Directions.
1) Edit the discussion of scanf and buffer overflows, starting at "You'll end up" and ending at "the \0 symbol.", and write that span out again with "scanf" replaced by "the input function".
2) Pick up the discussion of scanf and buffer overflows after its last sentence and continue it.

Text section.

If you type more than four characters then the extra characters and the null terminator will be written outside the end of the array, overwriting memory not belonging to the array. This is a buffer overflow.
C does not prevent you from clobbering memory you don't own. This results in undefined behavior. Your program could do anything—it could crash, it could silently trash other variables and cause confusing behavior, it could be harmless, or anything else. Notice that there's no guarantee that your program will either work reliably or crash reliably. You can't even depend on it crashing immediately.
This is a great example of why scanf("%s") is dangerous and should never be used. It doesn't know about the size of your array which means there is no way to use it safely. Instead, avoid scanf and use something safer, like fgets():
fgets() reads in at most one less than size characters from stream and stores them into the buffer pointed to by s. Reading stops after an EOF or a newline. If a newline is read, it is stored into the buffer. A terminating null byte ('\0') is stored after the last character in the buffer.
Example:
if (fgets(A, sizeof A, stdin) == NULL) {
/* error reading input */
}
Annoyingly, fgets() will leave a trailing newline character ('\n') at the end of the array. So you may also want code to remove it.
size_t length = strlen(A);
if (A[length - 1] == '\n') {
A[length - 1] = '\0';
}
Ugh. A simple (but broken) scanf("%s") has turned into a 7 line monstrosity. And that's the second lesson of the day: C is not good at I/O and string handling. It can be done, and it can be done safely, but C will kick and scream the whole time.
As already pointed out - you have to define/allocate an array of length N + 1 in order to store N chars correctly. It is possible to limit the amount of characters read by scanf. In your example it would be:
scanf("%4s", A);
in order to read max. 4 chars from stdin.
character arrays in c are merely pointers to blocks of memory. If you tell the compiler to reserve 5 bytes for characters, it does. If you try to put more then 5 bytes in there, it will just overwrite the memory past the 5 bytes you reserved.
That is why c can have serious security implementations. You have to know that you are only going to write 4 characters + a \0. C will let you overwrite memory until the program crashes.
Please don't think of char foo[5] as a string. Think of it as a spot to put 5 bytes. You can store 5 characters in there without a null, but you have to remember you need to do a memcpy(otherCharArray, foo, 5) and not use strcpy. You also have to know that the otherCharArray has enough space for those 5 bytes.
You'll end up with undefined behaviour.
As you say, the size of A will always be 5, so if you read 5 or more chars, scanf will try to write to a memory, that it's not supposed to modify.
And no, there's no reserved space/char for the \0 symbol.
Any string greater than 4 characters in length will cause scanf to write beyond the bounds of the array. The resulting behavior is undefined and, if you're lucky, will cause your program to crash.
If you're wondering why scanf doesn't stop writing strings that are too long to be stored in the array A, it's because there's no way for scanf to know sizeof(A) is 5. When you pass an array as the parameter to a C function, the array decays to a pointer pointing to the first element in the array. So, there's no way to query the size of the array within the function.

Dataset excerpt.
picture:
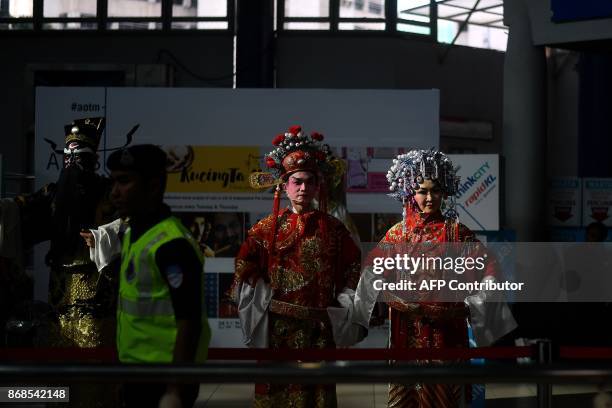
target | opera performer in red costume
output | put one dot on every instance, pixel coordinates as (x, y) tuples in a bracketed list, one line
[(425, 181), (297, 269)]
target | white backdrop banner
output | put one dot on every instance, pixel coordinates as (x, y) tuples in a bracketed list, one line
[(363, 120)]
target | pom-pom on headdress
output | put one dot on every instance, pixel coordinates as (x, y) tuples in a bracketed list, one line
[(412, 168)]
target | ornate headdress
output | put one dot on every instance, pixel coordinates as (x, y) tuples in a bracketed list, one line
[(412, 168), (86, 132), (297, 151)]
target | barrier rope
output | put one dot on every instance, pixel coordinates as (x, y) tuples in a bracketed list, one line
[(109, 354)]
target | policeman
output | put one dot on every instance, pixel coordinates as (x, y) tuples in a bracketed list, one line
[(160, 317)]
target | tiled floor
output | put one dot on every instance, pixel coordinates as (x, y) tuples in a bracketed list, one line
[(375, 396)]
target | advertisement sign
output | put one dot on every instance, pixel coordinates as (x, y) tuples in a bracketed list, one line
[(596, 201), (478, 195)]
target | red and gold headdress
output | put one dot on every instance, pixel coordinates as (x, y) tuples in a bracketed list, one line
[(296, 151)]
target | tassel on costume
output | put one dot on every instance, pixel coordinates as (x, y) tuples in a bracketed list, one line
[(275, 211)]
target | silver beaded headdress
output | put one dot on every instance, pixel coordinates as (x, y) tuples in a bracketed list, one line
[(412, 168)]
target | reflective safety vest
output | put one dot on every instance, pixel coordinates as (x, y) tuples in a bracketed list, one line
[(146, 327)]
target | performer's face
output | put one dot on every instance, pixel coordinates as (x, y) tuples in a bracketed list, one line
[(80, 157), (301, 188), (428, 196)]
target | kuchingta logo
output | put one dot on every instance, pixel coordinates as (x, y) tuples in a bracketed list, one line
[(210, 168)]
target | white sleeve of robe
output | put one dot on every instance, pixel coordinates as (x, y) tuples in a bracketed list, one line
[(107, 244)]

---

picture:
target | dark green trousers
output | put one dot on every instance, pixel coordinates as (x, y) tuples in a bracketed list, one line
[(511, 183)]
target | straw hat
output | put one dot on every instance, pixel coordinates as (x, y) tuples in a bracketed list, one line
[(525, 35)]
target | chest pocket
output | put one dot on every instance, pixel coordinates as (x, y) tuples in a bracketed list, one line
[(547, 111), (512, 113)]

==

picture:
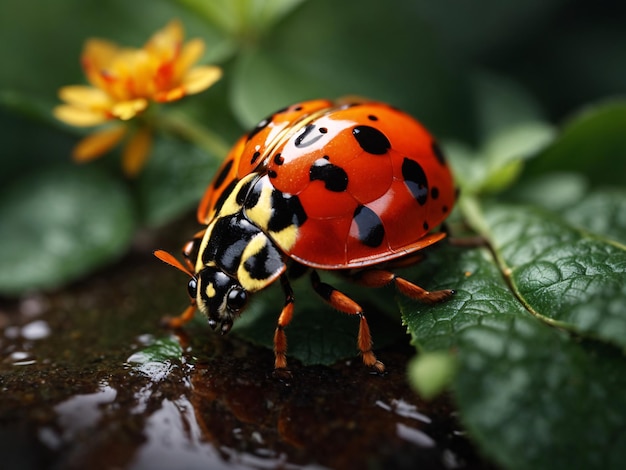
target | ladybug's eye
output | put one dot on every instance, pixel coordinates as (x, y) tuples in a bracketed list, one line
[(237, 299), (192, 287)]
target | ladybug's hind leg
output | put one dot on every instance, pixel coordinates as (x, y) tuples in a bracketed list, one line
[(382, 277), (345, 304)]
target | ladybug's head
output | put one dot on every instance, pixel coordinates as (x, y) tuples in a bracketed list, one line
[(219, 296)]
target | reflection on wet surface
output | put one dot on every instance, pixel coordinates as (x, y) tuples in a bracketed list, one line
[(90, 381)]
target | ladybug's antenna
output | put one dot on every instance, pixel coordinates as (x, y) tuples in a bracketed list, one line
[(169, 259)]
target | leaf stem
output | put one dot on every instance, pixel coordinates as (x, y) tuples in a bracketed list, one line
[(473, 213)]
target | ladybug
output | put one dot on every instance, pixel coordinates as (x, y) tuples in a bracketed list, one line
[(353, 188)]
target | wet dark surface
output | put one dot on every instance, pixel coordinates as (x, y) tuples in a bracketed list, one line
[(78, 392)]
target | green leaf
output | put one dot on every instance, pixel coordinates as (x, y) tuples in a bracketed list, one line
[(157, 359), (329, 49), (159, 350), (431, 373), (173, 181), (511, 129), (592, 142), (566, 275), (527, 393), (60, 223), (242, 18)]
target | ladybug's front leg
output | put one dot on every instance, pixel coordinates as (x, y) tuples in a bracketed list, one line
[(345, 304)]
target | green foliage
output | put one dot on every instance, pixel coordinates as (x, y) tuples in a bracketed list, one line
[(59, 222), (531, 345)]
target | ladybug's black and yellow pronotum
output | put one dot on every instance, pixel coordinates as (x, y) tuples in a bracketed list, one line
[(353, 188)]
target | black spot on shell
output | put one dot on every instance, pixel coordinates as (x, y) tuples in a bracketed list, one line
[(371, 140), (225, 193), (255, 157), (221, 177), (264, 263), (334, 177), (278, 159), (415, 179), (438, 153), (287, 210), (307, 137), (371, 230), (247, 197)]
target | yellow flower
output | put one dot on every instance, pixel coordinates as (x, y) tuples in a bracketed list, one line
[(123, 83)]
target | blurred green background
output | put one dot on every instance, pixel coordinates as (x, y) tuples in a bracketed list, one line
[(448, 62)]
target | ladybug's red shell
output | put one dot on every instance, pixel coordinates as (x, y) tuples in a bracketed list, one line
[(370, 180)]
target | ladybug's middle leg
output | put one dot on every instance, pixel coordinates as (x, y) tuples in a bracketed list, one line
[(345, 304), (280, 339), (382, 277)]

Results.
1)
You'll end up with undefined behaviour.
As you say, the size of A will always be 5, so if you read 5 or more chars, the input function will try to write to a memory, that it's not supposed to modify.
And no, there's no reserved space/char for the \0 symbol.

2)
In order to limit the number of characters read into the array use
scanf("%4s", A);
There isn't a character that is reserved, so you must be careful not to fill the entire array to the point it can't be null terminated. Char functions rely on the null terminator, and you will get disastrous results from them if you find yourself in the situation you describe.
Much C code that you'll see will use the 'n' derivatives of functions such as strncpy. From that man page you can read:
The strcpy() and strncpy() functions return s1. The stpcpy() and
stpncpy() functions return a
pointer to the terminating `\0' character of s1. If stpncpy() does not terminate s1 with a NUL
character, it instead returns a pointer to s1[n] (which does not necessarily refer to a valid mem-
ory location.)
strlen also relies on the null character to determine the length of a character buffer. If and when you're missing that character, you will get incorrect results.
the null character is used for the termination of array. it is at the end of the array and shows that the array is end at that point. the array automatically make last character as null character so that the compiler can easily understand that the array is ended.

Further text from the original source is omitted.